▸ Consignes
**A)** Recopiez l'extrait du passage fourni allant de « La durabilité était » jusqu'à « d’en prendre conscience. », en substituant « profitabilité » à « rentabilité ».
**B)** D'après le passage fourni, qui a animé la table ronde consacrée à la durabilité ?
**C)** Indiquez si chaque affirmation concorde avec le passage fourni. Justifiez chaque réponse par une citation littérale.
(i) Le VITUR Summit 2022 s'est tenu à Malaga.
(ii) La table ronde sur la durabilité a eu lieu le dernier jour du sommet.
(iii) VITUR réunit des experts au bénéfice des gestionnaires de propriétés.

▸ Passage fourni
• • • •

La durabilité était l’un des piliers clés du VITUR Summit 2022 à Malaga et ce, pour de bonnes raisons. VITUR est l’un des plus grands événements en Europe qui rassemble des experts de renom et des innovations de l’industrie de la location de vacances au bénéfice des gestionnaires de propriétés, leur permettant de gérer leurs entreprises de façon efficace et sereine tout en augmentant leur rentabilité. Désormais, il apparaît que la durabilité devient rapidement un principe fondamental pour générer la rentabilité. La nouvelle génération de voyageurs exprime clairement son envie de voyager de façon durable, et il revient à l’industrie d’en prendre conscience.
L’un des moments forts de cette discussion autour de la durabilité dans l’industrie de la location courte durée fut une table ronde animée lors du premier jour du sommet par la rédactrice de Rental Scale-Up, Uvika Wahi, réunissant des experts qui ont consacré leurs efforts à rendre les locations courte durée durables par l’éducation, l’action et des solutions à applications concrètes.

• • • •

▸ Données
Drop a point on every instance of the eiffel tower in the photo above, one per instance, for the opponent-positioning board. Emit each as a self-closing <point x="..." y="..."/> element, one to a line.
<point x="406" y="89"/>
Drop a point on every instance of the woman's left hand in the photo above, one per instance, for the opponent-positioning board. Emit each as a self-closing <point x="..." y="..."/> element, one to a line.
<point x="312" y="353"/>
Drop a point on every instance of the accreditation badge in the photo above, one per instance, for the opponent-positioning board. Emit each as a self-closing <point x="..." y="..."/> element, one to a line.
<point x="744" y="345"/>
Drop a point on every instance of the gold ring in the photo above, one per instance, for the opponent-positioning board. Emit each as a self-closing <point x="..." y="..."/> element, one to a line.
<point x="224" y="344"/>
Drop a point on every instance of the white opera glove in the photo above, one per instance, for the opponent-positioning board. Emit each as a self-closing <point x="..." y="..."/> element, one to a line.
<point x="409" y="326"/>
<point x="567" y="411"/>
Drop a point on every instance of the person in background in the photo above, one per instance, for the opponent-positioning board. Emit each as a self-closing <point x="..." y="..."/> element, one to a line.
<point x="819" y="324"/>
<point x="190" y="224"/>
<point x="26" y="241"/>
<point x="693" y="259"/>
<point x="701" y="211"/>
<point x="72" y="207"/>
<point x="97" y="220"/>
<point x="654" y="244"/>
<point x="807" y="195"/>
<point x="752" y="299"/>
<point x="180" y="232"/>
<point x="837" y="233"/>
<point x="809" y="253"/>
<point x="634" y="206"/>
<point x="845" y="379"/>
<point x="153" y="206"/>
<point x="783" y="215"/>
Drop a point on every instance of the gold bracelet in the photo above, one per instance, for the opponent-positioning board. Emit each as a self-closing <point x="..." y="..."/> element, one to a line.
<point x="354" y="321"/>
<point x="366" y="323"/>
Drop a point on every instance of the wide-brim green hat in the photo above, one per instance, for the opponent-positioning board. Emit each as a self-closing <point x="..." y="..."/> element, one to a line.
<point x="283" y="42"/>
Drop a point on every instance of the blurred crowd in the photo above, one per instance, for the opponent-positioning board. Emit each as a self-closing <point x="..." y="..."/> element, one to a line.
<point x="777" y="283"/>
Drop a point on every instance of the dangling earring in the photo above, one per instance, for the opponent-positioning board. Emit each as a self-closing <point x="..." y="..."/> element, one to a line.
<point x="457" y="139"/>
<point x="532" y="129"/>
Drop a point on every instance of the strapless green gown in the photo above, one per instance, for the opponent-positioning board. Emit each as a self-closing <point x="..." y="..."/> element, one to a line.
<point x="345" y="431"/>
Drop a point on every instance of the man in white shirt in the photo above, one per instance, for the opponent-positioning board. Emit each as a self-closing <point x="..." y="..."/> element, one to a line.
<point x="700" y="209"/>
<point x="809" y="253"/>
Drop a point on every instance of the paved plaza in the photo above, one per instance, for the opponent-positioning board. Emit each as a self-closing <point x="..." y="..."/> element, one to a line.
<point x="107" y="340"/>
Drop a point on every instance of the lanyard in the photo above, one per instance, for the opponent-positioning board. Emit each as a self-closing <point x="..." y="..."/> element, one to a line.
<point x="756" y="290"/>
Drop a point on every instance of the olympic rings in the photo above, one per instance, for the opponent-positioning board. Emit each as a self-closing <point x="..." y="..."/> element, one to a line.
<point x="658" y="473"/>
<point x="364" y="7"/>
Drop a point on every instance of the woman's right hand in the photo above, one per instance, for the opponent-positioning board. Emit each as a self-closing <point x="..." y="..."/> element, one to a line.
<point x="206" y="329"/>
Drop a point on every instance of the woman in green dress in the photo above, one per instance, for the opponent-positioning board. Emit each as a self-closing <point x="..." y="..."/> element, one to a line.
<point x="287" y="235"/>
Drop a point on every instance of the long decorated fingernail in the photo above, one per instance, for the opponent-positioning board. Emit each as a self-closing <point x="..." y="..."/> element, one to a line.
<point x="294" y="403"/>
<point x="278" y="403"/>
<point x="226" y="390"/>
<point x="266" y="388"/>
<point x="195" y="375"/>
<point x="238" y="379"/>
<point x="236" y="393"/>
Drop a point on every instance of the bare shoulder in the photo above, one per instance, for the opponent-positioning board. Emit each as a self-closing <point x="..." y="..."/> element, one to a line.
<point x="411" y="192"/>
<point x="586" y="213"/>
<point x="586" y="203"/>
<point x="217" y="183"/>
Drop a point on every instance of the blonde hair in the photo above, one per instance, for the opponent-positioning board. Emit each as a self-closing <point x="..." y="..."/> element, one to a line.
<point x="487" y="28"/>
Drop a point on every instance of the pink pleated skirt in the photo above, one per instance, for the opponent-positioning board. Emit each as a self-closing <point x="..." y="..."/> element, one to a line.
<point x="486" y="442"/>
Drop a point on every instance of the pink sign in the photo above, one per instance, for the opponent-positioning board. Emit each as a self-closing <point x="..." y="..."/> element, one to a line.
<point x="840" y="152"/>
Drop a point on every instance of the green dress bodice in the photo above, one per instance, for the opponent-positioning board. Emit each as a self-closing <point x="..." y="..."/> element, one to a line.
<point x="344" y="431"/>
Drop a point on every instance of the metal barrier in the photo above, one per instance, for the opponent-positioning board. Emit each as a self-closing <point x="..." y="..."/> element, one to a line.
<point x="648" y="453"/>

• • • •

▸ Réponses par tâche
**A)**
La durabilité était l’un des piliers clés du VITUR Summit 2022 à Malaga et ce, pour de bonnes raisons. VITUR est l’un des plus grands événements en Europe qui rassemble des experts de renom et des innovations de l’industrie de la location de vacances au bénéfice des gestionnaires de propriétés, leur permettant de gérer leurs entreprises de façon efficace et sereine tout en augmentant leur profitabilité. Désormais, il apparaît que la durabilité devient rapidement un principe fondamental pour générer la profitabilité. La nouvelle génération de voyageurs exprime clairement son envie de voyager de façon durable, et il revient à l’industrie d’en prendre conscience.

**B)** Uvika Wahi, rédactrice de Rental Scale-Up.

**C)**
(i) Oui : « La durabilité était l’un des piliers clés du VITUR Summit 2022 à Malaga ».
(ii) Non : « lors du premier jour du sommet ».
(iii) Oui : « rassemble des experts de renom et des innovations de l’industrie de la location de vacances au bénéfice des gestionnaires de propriétés ».